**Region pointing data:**
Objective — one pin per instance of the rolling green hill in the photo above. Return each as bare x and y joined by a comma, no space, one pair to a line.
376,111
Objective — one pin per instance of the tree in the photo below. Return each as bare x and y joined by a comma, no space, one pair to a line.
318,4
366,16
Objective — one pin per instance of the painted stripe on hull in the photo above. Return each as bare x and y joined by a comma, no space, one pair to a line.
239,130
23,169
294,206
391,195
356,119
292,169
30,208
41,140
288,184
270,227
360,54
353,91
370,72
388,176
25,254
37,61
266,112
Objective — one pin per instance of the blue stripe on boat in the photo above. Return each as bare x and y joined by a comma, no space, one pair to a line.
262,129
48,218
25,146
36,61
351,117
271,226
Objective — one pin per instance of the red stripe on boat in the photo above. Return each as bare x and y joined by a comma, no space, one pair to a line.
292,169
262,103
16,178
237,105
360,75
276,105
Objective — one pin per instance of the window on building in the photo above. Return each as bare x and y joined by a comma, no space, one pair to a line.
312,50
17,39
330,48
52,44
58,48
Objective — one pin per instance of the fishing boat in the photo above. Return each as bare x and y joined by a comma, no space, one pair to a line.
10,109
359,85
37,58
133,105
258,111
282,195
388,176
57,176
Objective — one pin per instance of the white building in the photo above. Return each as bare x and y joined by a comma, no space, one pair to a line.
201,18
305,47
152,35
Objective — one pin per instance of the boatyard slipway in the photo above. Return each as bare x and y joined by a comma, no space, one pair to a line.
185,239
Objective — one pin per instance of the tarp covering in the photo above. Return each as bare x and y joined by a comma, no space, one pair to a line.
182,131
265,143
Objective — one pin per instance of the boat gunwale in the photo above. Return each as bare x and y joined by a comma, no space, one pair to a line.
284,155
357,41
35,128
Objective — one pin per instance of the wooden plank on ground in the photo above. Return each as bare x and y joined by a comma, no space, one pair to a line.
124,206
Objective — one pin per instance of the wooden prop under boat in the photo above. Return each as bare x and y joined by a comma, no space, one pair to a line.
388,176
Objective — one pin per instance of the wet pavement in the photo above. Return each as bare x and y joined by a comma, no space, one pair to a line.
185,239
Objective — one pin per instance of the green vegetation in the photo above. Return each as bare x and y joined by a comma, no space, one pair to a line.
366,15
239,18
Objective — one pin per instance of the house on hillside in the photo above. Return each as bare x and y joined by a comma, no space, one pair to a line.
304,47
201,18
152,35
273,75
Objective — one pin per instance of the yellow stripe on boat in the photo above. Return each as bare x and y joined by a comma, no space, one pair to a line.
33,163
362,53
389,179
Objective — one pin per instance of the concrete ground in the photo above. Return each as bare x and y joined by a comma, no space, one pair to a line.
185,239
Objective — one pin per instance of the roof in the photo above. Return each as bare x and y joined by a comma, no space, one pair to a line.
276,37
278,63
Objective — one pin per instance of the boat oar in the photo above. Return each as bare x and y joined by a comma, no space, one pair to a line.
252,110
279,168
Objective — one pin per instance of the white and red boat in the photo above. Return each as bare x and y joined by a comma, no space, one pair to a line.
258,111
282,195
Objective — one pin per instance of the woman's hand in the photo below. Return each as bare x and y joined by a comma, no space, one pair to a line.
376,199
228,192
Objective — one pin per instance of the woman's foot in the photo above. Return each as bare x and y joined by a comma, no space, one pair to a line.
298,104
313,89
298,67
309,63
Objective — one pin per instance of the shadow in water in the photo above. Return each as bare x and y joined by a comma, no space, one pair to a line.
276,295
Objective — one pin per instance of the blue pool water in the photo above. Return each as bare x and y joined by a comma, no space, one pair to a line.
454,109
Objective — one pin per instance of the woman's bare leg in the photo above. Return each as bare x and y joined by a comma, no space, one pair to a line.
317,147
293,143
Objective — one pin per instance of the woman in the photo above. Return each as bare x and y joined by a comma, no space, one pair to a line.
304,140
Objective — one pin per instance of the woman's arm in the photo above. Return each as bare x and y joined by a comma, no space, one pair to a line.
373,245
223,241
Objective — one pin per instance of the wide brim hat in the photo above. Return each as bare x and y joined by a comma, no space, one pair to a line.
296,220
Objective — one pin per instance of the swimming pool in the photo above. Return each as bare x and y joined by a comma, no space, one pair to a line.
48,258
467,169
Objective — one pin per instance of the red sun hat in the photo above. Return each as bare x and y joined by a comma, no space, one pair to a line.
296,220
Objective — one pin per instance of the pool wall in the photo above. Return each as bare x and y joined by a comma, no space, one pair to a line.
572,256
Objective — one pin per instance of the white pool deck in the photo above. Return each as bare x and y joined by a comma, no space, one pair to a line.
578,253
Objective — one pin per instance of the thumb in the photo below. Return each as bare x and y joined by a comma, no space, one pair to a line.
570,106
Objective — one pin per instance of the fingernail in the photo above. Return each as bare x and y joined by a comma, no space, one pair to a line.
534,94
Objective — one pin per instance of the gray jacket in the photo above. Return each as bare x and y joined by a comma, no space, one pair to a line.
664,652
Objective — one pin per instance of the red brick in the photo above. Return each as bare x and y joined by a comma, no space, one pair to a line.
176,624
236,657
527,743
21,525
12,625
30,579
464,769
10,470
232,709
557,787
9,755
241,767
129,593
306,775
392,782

**Work required:**
Write out all of the entries above, exactly and in full.

**Result for this task:**
Objective — one pin per instance of the rolling green hill in the photo above. Return each as bare x and y joined by a comma, no space, one pair to a line.
376,111
Objective — one pin per instance of the tree in the photo below. Return each as bare x and y joined by a comma, no space, one pair to a line.
318,4
366,16
Objective — one pin per instance of the painted stripe on hull in the photo above. Return each as bare x and y joined by a comma, no space, one pair to a line.
239,130
23,169
294,206
391,195
356,119
292,169
30,208
41,140
288,184
270,227
360,54
353,91
370,72
388,176
25,254
37,61
266,112
Objective — one pin per instance of the blue stripe on boat in the photo above. Return each as bare x and y joined by a comma, no space, one pair to a line.
262,129
48,218
25,146
36,61
351,117
271,226
Objective — one pin per instance of the red stripe on boat in the photo above. Return each as bare x and y joined by a comma, no space, one pair to a line.
292,169
262,103
16,178
237,105
360,75
276,105
Objective — one pin per instance of the window on building in the photo above. Return each as bare x and y joined by a comma, no space, one pair to a line.
312,50
17,39
330,48
52,44
58,48
Objective — one pin per instance of the fishing boat in the photo above. Return each as bare x and y joined by a comma, no space, one pair to a line.
10,109
359,85
37,58
133,105
258,111
282,195
388,176
57,176
Objective — one pin per instance of the white building in the photo above. Return each as bare x and y joined by a comma, no space, one pair to a line.
201,18
305,47
152,35
Objective — one pin per instance of the boatyard slipway in the photo above. Return each as bare x and y joined by a comma, no space, one pair to a line.
185,239
Objective — one pin per instance of the tarp covering in the photo above. Return each as bare x and y joined by a comma, no space, one pair to a line.
182,131
265,143
Objective — one pin per instance of the boat gunwale in the photo above. Return each as bare x and y joined by a comma, no space, one pair to a line.
284,155
357,41
35,128
Objective — one pin per instance of the wooden plank on ground in the photo above. Return each as bare x and y joined by a comma, no space, one pair to a line.
124,206
Objective — one pin per instance of the wooden prop under boat in the photo above. Return each as bare x and y joined by a comma, no space, one pair to a line.
388,176
Objective — one pin per instance of the wet pavement in the photo above. Return each as bare x and y joined by a comma, no space, one pair to a line.
185,239
Objective — one pin per instance of the green vegetation in the photo above. Return each as bare x and y joined by a comma, no space, one pair to a line.
366,15
239,18
Objective — one pin per instance of the house on hillside in the photo above. Return each as bare x and y joined by a comma, no space, one pair to a line.
304,47
201,18
152,35
273,75
Objective — one pin per instance of the yellow stripe on boat in the photo above. Return each as bare x and y joined by a comma, no space, one pair to a line.
33,163
362,53
389,179
Objective — one pin per instance of the concrete ground in the photo above. Return each as bare x and y joined by a comma, no space, one pair to a line.
185,239
Objective — one pin per instance of the roof in the photo above. Return each as bare x and y joined by a comma, no space, one pair to a line.
276,37
278,63
Objective — one pin per instance of the boat oar in the photo above. Return each as bare x and y joined by a comma, no space, one pair to a line.
252,110
279,168
Objective — one pin per instance of the white and red boat in the photo above. Return each as bare x and y joined by a comma, no space, one pair to a line.
258,111
282,195
Objective — one pin per instance of the woman's hand in the photo below. Return each as bare x and y joined by a comma, no space, one pair to a line.
376,199
228,192
Objective — one pin per instance of the woman's foot in the photo above. Return each as bare x and y joined by a comma, no space, one pair to a line.
298,104
313,89
298,67
309,63
Objective — one pin per instance of the shadow in water in the photo above. Return each as bare x and y joined by a comma, no space, one pair to a line.
276,295
Objective — one pin per instance of the blue pool water in the photo above. Return each as bare x and y joined by a comma, no space, one pair to a line.
454,109
Objective — one pin per instance of the woman's bare leg in the photo above. Return each as bare x and y joined by a comma, no space, one pair to a line.
317,147
293,143
Objective — one pin per instance of the woman in the photo above. Return each as bare x and y joined by a comma, no space, one pair to a line.
304,140
Objective — one pin per instance of the woman's arm in the photo above. Return each as bare x and y joined by a comma, no space, one pair to a line.
373,245
223,241
Objective — one pin per instance of the wide brim hat in the photo above. Return each as bare x and y joined by a comma, no space, one pair to a line.
296,220
Objective — one pin per instance of the swimming pool in the photo above. Return each as bare x and y joined by a comma, no space, one pair to a line.
48,258
467,169
Objective — one pin per instance of the red sun hat in the photo above. Return each as bare x and y joined by a comma, no space, one pair to a line.
296,220
Objective — one pin per instance of the pool wall in the photo above. Return each as bare x and y joined by a comma, no space, one pair to a line.
572,256
Objective — one pin per instance of the white pool deck in the photo above. Return each as bare x and y joined by a comma, no space, one pair to a line.
578,253
Objective — one pin per instance of the thumb in the photo below. Return each as bare x and y joined by a comma, no space, one pair to a line.
570,106
Objective — one pin per instance of the fingernail in the photo above. Return each as bare x and y joined by a comma, no space, one pair to a line.
534,94
Objective — one pin per instance of the gray jacket in the photo above. Return each as bare x and y joined by a comma, no space, one pair to a line.
664,652
Objective — one pin per instance of the red brick in the photo above. Return each as bare x and y joined by a comma, no space, one pair to a line.
176,624
236,657
527,743
21,525
12,625
30,579
464,769
10,470
232,709
557,787
9,755
241,767
129,593
306,775
392,782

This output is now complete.